TEXT SECTION:
[Start of section]
Tatiana et al. (2007) evaluated 78 noncommercial QSAR models through two-phase analysis. Benigni and Bossa (2008) reviewed 13 local QSAR models, which concluded that 30–70% were correct for potency-generated predictions and 70–100% were correct for discriminating between active and inactive chemicals in the external prediction. Some other QSAR models predicting carcinogenicity are summarized in Table 9.1.

QSAR studies were also performed to predict skin corrosion and irritation. Skin corrosion is “the production of irreversible damage to the skin; namely, visible necrosis through the epidermis and into the dermis, following the application of a test substance for up to 4 h. Corrosive reactions are typified by ulcers, bleeding, bloody scabs, and, by the end of observation at 14 days, by discoloration due to blanching of the skin, complete areas of alopecia, and scars” (OSHA, 2014). Skin irritation is “the production of reversible damage to the skin following the application of a test substance for up to 4 h” (OSHA, 2014). The corrosivity has been correlated with log P_ow (logarithm of octanol/water partition coefficient), melting point, molecular volume, and pK_a, since they characterize either skin permeability or cytotoxicity. A lower log P_ow value, either from large molecular volumes or high melting points, indicates the tendency of low skin permeability for chemicals, that is, less corrosive, unless the pK_a value shows they are either acidic or basic (Barratt, 1996). Some QSAR studies predict irritation by calculating the primary irritation index (PII) or skin irritation score, which are correlated with log P_ow, molecular volume, the dipole moment, or the molecular weight.
[End of section]
Text-to-region grounding data:
[Start of section]
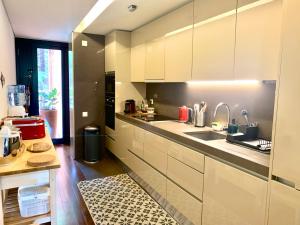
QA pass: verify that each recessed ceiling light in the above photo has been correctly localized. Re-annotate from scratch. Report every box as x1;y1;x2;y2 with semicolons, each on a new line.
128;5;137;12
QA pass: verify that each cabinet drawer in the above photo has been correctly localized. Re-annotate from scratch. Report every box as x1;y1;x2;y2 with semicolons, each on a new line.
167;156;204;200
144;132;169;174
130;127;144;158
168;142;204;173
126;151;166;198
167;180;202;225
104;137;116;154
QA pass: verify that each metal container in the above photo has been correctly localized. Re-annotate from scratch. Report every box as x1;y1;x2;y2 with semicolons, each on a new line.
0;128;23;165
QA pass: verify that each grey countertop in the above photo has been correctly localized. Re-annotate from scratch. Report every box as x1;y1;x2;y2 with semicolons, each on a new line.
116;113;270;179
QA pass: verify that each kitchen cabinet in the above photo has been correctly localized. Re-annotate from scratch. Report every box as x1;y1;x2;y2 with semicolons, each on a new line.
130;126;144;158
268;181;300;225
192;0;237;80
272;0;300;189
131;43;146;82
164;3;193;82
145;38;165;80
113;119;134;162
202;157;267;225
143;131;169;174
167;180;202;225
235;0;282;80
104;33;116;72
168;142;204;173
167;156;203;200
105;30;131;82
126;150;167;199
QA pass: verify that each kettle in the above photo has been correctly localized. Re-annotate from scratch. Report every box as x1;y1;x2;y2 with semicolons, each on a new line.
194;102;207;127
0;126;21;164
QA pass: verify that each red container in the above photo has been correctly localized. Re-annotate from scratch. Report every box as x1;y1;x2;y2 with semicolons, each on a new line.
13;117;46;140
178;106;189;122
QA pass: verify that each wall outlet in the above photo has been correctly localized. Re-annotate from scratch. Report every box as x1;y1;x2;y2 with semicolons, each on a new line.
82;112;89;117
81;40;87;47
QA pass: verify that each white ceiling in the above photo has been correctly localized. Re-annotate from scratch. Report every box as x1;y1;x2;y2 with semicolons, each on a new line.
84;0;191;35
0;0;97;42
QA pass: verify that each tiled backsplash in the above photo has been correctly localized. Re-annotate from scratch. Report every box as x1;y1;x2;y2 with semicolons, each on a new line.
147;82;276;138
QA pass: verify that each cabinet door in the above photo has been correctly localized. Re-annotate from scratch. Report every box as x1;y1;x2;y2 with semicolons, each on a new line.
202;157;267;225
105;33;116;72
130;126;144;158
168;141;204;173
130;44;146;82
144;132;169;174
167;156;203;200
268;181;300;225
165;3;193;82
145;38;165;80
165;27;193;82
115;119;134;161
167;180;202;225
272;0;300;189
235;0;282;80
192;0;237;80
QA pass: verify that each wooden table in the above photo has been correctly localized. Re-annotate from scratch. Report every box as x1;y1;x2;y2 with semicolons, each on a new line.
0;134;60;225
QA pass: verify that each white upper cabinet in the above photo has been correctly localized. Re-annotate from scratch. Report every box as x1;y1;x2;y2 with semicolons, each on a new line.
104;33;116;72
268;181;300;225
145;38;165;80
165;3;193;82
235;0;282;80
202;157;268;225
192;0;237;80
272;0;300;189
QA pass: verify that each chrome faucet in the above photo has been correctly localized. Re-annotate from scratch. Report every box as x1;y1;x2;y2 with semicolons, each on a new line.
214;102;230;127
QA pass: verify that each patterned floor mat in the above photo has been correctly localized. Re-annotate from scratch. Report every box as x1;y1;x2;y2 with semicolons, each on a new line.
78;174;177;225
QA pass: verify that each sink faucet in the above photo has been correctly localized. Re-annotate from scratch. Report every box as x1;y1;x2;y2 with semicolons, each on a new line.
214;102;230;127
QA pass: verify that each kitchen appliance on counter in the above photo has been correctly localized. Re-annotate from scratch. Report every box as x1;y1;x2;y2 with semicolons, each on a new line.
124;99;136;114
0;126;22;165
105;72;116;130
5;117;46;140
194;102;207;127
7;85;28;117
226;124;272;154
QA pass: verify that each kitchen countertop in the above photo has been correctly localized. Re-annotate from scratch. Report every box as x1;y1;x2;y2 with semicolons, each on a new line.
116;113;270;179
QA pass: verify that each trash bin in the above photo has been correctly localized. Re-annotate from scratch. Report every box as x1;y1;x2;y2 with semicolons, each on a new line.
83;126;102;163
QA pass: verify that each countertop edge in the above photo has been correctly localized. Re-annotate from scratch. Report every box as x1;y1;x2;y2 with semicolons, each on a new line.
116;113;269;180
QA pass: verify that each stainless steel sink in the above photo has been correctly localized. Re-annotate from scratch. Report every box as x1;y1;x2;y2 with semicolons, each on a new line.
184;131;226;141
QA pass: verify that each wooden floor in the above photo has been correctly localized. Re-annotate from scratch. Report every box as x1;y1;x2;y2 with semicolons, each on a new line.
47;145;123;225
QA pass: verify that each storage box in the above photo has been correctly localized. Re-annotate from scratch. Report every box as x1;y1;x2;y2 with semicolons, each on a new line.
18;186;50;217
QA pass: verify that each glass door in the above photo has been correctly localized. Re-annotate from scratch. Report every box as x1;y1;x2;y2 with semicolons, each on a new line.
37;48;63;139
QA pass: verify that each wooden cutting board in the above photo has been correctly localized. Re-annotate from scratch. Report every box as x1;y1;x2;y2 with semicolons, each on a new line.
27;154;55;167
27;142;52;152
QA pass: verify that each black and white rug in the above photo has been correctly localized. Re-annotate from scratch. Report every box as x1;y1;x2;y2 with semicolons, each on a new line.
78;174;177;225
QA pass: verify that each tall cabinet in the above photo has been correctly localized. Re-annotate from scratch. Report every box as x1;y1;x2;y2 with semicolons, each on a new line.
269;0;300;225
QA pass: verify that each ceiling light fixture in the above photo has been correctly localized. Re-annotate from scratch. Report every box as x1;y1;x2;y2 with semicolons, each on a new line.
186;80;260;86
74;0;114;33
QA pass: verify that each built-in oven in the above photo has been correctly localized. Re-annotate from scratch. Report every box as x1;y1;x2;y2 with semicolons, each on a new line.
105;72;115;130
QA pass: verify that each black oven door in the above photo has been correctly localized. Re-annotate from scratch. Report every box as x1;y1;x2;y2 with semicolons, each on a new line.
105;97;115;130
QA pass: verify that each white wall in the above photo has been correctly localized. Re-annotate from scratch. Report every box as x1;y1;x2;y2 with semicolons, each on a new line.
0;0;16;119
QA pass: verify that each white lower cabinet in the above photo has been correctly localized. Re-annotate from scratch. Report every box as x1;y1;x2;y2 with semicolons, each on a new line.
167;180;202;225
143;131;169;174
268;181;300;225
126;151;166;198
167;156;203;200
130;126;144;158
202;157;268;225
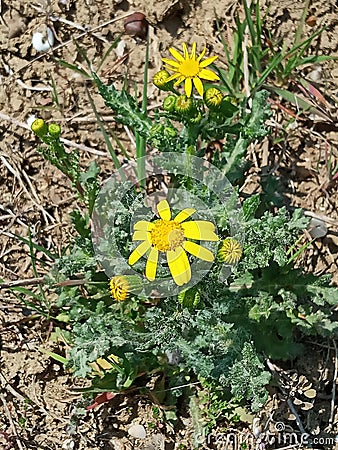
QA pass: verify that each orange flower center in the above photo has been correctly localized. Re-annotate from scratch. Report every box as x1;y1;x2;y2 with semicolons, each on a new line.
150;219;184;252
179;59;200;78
[End of section]
INSTRUCTIONS:
- A) In the QSAR passage, how many local QSAR models did Benigni and Bossa (2008) review?
- B) Pick up the QSAR passage after its final sentence and keep writing it.
This data was taken from a different source than the passage.

ANSWERS FOR THE TASKS:
- A) 13

- B)
QSAR studies use structural fragments and chemical substructures to predict eye irritation/corrosion, and the QSAR models are reviewed by Saliner et al. (2008). Serious eye damage is “the production of tissue damage in the eye, or serious physical decay of vision, following application of a test substance to the anterior surface of the eye, which is not fully reversible within 21 days of application” (OSHA, 2014). Eye irritation is “the production of changes in the eye following the application of test substance to the anterior surface of the eye, which are fully reversible within 21 days of application” (OSHA, 2014).

Total erythema score (TES) and EC3 are simulated for the prediction of respiratory and skin sensitizer. Respiratory sensitizer means “a chemical that will lead to hypersensitivity of the airways following inhalation of the chemical. Skin sensitizer means a chemical that will lead to an allergic response following skin contact” (OSHA, 2014). TES is used to indicate the index of biological property and EC3 is considered as a quantitative measure of sensitizing potential (Barratt et al., 1994; Patlewicz et al., 2003).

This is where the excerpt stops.